Give a verbatim repeat of the lines that run from the line containing "Could you point to the suv" to the end of the data below.

-- begin Records --

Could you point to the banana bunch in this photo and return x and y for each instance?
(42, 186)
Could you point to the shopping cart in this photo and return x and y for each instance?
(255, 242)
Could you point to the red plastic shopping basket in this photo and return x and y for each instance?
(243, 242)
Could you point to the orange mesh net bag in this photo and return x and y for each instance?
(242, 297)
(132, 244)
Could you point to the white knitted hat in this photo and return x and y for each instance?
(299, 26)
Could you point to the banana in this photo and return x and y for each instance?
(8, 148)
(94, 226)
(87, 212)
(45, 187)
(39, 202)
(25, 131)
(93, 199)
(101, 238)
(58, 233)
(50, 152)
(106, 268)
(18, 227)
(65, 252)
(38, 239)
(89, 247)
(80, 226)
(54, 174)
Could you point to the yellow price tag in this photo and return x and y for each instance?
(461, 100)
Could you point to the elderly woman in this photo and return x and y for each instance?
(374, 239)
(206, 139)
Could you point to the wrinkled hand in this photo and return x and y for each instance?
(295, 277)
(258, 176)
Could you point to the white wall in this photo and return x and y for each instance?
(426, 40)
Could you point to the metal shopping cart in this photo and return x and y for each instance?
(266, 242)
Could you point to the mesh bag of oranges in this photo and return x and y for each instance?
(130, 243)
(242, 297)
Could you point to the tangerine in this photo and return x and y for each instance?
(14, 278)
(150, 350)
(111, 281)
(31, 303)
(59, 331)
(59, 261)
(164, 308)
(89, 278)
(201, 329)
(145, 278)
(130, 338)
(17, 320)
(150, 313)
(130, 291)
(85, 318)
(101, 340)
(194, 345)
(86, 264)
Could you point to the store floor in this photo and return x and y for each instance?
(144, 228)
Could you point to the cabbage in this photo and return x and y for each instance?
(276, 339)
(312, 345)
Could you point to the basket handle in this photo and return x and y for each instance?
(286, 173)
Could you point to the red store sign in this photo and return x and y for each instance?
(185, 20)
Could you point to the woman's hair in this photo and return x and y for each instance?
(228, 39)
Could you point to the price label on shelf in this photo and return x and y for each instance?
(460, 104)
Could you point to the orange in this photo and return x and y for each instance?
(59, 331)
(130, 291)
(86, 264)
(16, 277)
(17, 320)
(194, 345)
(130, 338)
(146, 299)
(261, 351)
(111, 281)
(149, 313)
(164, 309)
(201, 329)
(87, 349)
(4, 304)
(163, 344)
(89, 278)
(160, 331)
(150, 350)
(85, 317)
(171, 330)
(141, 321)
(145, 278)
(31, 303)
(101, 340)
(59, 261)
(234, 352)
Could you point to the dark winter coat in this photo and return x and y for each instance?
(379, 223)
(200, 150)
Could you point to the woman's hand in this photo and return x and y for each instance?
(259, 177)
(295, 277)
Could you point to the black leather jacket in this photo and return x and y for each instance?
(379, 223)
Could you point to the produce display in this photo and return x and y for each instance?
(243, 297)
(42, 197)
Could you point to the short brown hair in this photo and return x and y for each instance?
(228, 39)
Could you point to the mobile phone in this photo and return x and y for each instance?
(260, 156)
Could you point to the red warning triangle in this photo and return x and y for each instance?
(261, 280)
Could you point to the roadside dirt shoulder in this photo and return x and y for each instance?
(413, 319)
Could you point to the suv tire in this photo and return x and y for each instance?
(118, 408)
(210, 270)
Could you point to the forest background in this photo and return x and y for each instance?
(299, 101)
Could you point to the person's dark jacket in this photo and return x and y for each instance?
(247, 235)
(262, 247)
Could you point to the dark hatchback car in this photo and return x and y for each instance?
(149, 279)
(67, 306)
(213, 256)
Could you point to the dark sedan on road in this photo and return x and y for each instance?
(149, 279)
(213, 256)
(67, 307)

-- end Records --

● **Answer for this exercise**
Could you point to the suv tire in this photo and return x and y for each instance?
(118, 408)
(210, 270)
Could you point to the forest background in this photo and return x and y for each instance?
(299, 101)
Could you point to the person's dark jacket in this photo and return x and y for each instance?
(247, 235)
(262, 247)
Could you point to the dark hatchback car in this photo and return x and y for each instance?
(149, 279)
(67, 306)
(213, 256)
Could you point to the dark sedan on road in this photo and return x and y for each instance?
(149, 279)
(213, 256)
(67, 307)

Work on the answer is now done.